Text under study
********
Jenkinson's book is interesting, fascinating and meticulously well researched. He spent more than 25 years researching each of Ruth's home runs, during spring training, the regular season, post season and on barnstorming tours.

Part of Jenkinson's book details Ruth's "hidden career" of exhibition games. Jenkinson calculates that Ruth participated in 800 exhibition games in six countries, 42 states and more than 200 cities. He blasted more than 300 homers in those games. In 1921, Ruth played an unbelievable total of 207 games. A consummate showman, Ruth kept an incredible schedule, not to mention his off-the-field activities.

Jenkinson focuses on Ruth's power and superlatives. The Bambino didn't hit many routine home runs. Most fans really don't comprehend how spacious the ballparks were in Ruth's days. Jenkinson calculates that Ruth walloped 22 fly outs that traveled more than 450 feet. No one has ever hit as many balls as far as Ruth. What he could do in today's ballparks is unfathomable.
********
Material shown
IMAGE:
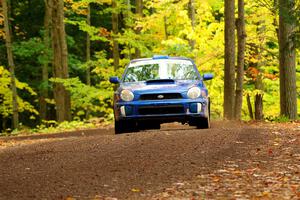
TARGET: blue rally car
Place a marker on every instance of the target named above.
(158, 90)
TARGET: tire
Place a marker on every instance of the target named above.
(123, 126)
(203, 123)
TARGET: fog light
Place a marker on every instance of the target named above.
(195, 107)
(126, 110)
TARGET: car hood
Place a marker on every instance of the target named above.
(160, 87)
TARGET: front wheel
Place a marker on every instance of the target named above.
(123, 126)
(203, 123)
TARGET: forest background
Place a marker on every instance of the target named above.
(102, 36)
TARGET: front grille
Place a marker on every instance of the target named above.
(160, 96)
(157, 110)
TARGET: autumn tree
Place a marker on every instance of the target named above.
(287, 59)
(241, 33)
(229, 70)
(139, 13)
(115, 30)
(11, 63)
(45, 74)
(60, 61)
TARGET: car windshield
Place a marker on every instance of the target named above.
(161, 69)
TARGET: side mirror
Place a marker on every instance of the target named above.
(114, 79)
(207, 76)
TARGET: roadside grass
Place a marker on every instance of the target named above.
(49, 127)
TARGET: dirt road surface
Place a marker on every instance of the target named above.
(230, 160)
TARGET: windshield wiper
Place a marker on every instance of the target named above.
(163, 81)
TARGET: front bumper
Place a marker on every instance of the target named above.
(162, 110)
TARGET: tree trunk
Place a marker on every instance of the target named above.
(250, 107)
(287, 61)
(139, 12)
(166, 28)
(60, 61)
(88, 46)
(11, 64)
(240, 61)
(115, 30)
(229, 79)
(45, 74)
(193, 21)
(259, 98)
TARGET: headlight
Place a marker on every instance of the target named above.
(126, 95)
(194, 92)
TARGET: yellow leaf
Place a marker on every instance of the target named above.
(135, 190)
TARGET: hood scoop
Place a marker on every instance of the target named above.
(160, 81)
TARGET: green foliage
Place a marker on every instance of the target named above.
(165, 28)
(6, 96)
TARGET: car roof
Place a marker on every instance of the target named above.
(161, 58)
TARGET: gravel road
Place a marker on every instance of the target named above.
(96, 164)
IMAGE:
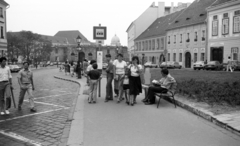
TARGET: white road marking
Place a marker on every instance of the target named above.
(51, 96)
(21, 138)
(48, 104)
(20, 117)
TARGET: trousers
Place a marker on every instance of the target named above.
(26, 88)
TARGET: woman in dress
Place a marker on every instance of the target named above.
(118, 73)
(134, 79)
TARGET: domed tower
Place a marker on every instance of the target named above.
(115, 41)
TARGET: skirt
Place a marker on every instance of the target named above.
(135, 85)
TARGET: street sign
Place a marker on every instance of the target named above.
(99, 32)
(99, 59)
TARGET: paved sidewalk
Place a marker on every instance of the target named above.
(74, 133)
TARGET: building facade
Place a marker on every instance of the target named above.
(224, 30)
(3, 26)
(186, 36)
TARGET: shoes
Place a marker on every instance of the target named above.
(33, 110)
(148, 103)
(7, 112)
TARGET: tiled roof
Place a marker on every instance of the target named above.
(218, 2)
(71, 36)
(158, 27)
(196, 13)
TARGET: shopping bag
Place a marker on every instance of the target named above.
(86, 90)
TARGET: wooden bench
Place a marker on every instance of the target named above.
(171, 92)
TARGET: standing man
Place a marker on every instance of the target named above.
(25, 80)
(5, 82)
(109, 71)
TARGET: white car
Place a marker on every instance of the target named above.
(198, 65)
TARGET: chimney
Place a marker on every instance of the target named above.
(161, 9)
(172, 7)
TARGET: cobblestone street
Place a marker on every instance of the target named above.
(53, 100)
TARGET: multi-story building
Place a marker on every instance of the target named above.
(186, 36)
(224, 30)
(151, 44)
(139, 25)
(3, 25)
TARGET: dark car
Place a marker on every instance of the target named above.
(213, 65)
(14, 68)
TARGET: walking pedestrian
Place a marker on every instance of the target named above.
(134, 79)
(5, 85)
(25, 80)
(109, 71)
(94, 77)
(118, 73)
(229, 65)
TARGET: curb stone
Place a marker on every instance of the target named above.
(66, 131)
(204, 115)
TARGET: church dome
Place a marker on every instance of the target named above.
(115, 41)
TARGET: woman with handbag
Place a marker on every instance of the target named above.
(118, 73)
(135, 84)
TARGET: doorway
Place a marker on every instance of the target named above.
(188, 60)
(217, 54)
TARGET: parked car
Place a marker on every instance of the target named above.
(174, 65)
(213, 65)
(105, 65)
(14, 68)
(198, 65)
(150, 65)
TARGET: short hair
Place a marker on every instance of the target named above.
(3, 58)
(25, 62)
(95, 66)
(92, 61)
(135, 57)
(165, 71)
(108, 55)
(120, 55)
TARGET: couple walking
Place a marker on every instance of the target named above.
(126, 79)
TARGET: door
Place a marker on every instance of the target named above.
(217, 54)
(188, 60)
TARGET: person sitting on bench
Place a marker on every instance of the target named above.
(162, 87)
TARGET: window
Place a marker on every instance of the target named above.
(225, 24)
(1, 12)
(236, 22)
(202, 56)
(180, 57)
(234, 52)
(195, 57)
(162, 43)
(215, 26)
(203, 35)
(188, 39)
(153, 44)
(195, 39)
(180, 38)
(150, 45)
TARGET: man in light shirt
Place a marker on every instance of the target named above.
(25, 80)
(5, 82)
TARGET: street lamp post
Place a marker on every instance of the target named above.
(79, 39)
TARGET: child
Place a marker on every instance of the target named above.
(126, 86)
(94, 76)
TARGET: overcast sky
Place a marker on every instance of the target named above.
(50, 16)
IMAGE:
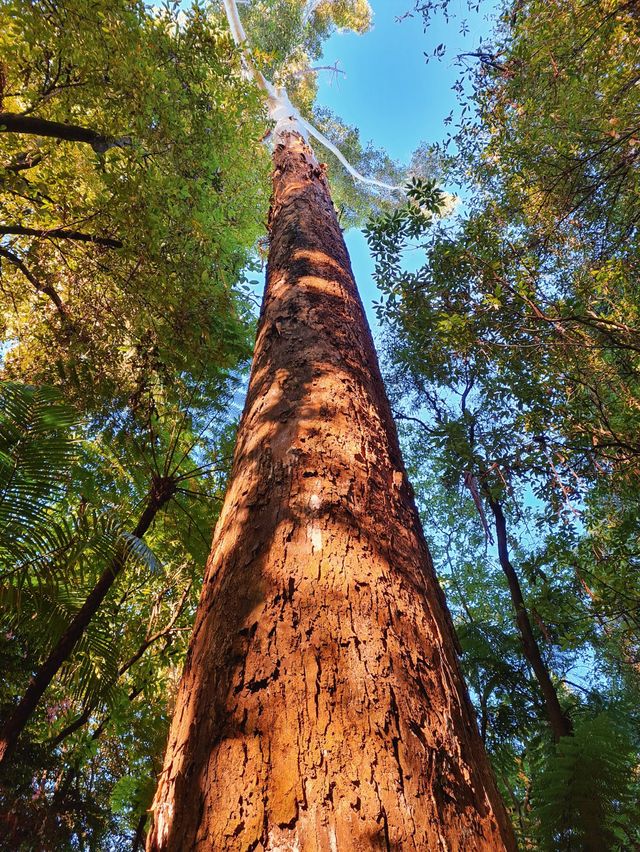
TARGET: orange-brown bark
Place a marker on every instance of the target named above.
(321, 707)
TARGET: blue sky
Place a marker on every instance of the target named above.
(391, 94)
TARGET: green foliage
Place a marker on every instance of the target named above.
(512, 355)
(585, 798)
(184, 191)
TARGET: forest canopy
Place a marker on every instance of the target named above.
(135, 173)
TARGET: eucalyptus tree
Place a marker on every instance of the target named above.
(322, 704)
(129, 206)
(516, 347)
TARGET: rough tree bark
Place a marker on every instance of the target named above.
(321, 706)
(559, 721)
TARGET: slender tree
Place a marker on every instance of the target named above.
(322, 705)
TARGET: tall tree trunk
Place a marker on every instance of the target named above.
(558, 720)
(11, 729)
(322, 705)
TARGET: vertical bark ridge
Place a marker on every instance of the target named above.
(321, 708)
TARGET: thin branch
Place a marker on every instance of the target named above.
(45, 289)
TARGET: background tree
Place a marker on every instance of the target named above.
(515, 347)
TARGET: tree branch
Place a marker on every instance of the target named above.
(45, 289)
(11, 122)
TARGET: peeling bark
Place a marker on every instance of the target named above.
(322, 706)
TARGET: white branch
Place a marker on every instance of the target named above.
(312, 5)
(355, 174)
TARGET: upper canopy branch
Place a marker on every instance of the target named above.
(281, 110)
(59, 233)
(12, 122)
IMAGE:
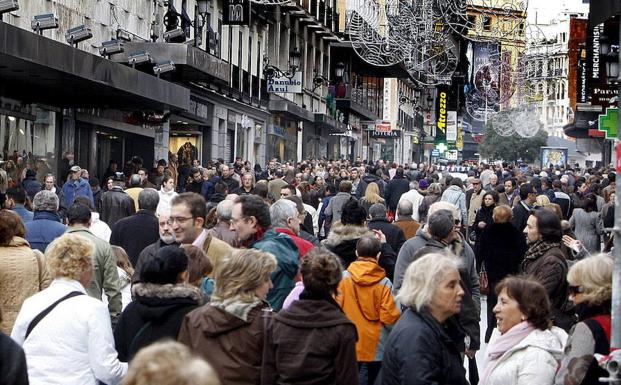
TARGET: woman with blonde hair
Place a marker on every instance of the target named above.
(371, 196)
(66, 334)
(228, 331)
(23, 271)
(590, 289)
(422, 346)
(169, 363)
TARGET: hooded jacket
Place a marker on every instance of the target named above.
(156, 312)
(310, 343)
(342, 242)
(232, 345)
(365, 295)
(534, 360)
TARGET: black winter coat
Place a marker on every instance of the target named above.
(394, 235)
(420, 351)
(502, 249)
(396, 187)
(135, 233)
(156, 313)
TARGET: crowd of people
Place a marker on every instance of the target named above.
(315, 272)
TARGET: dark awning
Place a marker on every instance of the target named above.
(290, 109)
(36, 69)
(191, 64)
********
Problem requirements
Reproduce the passage of the review of Jenkinson's book about Babe Ruth's home runs from "Jenkinson focuses on" up to and including "ballparks is unfathomable.". The data that comes after the review has no connection to it.

Your solution
Jenkinson focuses on Ruth's power and superlatives. The Bambino didn't hit many routine home runs. Most fans really don't comprehend how spacious the ballparks were in Ruth's days. Jenkinson calculates that Ruth walloped 22 fly outs that traveled more than 450 feet. No one has ever hit as many balls as far as Ruth. What he could do in today's ballparks is unfathomable.